## What is asked
Write out each line exactly as it stands, please.

(Coordinate annotation entries)
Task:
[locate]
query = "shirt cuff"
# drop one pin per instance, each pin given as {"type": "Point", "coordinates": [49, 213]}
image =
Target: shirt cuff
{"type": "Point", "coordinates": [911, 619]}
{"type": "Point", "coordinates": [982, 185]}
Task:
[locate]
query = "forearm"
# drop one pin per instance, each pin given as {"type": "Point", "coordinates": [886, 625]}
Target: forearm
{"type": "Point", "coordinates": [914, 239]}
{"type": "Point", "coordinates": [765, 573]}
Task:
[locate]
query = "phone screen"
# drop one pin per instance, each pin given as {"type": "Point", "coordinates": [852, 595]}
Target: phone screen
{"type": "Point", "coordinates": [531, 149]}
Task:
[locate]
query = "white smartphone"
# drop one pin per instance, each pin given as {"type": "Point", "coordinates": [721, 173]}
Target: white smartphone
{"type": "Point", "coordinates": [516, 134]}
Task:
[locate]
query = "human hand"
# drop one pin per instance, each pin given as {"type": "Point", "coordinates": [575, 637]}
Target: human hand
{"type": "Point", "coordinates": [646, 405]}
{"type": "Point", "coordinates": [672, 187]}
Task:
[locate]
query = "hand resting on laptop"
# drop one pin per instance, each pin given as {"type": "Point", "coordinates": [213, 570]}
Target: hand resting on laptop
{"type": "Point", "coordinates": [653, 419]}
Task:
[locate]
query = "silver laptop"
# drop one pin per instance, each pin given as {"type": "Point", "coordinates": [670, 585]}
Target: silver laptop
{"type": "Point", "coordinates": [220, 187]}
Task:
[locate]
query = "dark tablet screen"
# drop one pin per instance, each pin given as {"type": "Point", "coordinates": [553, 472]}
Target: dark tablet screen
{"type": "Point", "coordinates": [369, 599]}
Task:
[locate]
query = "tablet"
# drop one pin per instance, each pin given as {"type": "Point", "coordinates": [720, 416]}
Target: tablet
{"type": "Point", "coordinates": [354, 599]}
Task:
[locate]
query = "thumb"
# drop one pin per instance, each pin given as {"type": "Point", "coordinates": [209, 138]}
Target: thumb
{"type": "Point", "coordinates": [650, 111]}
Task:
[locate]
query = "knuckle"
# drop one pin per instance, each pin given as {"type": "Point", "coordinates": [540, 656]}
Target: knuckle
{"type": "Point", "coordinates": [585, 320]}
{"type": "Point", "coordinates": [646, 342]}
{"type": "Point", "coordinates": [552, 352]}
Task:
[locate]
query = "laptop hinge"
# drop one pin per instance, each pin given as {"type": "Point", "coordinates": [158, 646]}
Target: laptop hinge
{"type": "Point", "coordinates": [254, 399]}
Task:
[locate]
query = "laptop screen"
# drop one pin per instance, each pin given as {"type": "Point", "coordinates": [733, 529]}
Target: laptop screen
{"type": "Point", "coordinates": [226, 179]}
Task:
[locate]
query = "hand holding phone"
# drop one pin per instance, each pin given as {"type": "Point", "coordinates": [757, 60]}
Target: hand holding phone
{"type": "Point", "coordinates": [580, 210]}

## Reply
Task:
[locate]
query = "shirt cuff"
# drop one pin per instance, each pin given as {"type": "Point", "coordinates": [49, 213]}
image =
Target: shirt cuff
{"type": "Point", "coordinates": [911, 619]}
{"type": "Point", "coordinates": [982, 185]}
Task:
[locate]
query = "forearm"
# drop one pin per instance, each pin given as {"type": "Point", "coordinates": [886, 625]}
Target: forearm
{"type": "Point", "coordinates": [914, 239]}
{"type": "Point", "coordinates": [765, 573]}
Task:
[locate]
query = "phone screen"
# drop one pin per instance, each pin given as {"type": "Point", "coordinates": [852, 595]}
Target: phone screen
{"type": "Point", "coordinates": [531, 149]}
Task:
[locate]
query = "white smartphone"
# drop one pin per instance, each pin given as {"type": "Point", "coordinates": [721, 173]}
Target: white smartphone
{"type": "Point", "coordinates": [516, 134]}
Task:
[locate]
query = "human hand"
# drop one pin per instance, each pin given as {"type": "Point", "coordinates": [575, 637]}
Target: human hand
{"type": "Point", "coordinates": [646, 405]}
{"type": "Point", "coordinates": [672, 187]}
Task:
[locate]
query = "hand resting on laptop"
# drop one pin per instance, each pin given as {"type": "Point", "coordinates": [213, 570]}
Target: hand resting on laptop
{"type": "Point", "coordinates": [653, 419]}
Task:
[locate]
query = "silver laptop"
# drop one pin per instance, each pin given as {"type": "Point", "coordinates": [670, 585]}
Target: silver laptop
{"type": "Point", "coordinates": [220, 187]}
Task:
[locate]
query = "dark tablet screen"
# drop one pin per instance, each pin given as {"type": "Point", "coordinates": [553, 472]}
Target: dark tablet screen
{"type": "Point", "coordinates": [369, 599]}
Task:
[locate]
query = "tablet"
# drop one pin per instance, each pin given as {"type": "Point", "coordinates": [720, 416]}
Target: tablet
{"type": "Point", "coordinates": [354, 599]}
Task:
[locate]
query = "thumb"
# drop one pin per instance, each pin given as {"type": "Point", "coordinates": [209, 138]}
Target: thumb
{"type": "Point", "coordinates": [650, 111]}
Task:
[locate]
query = "knuckle"
# drop one pin per instance, each pin given as {"type": "Point", "coordinates": [540, 656]}
Target: knuckle
{"type": "Point", "coordinates": [585, 320]}
{"type": "Point", "coordinates": [646, 342]}
{"type": "Point", "coordinates": [552, 352]}
Task:
[locate]
query = "laptop hinge"
# drop one pin per instance, each pin given as {"type": "Point", "coordinates": [158, 646]}
Target: laptop hinge
{"type": "Point", "coordinates": [254, 399]}
Task:
[locate]
query = "laptop screen"
# drop one pin per instance, each pin given as {"type": "Point", "coordinates": [733, 529]}
Target: laptop screen
{"type": "Point", "coordinates": [226, 179]}
Task:
[locate]
query = "hand holding phone"
# drop one pin per instance, each pin given as {"type": "Point", "coordinates": [757, 60]}
Target: hand holding phone
{"type": "Point", "coordinates": [580, 210]}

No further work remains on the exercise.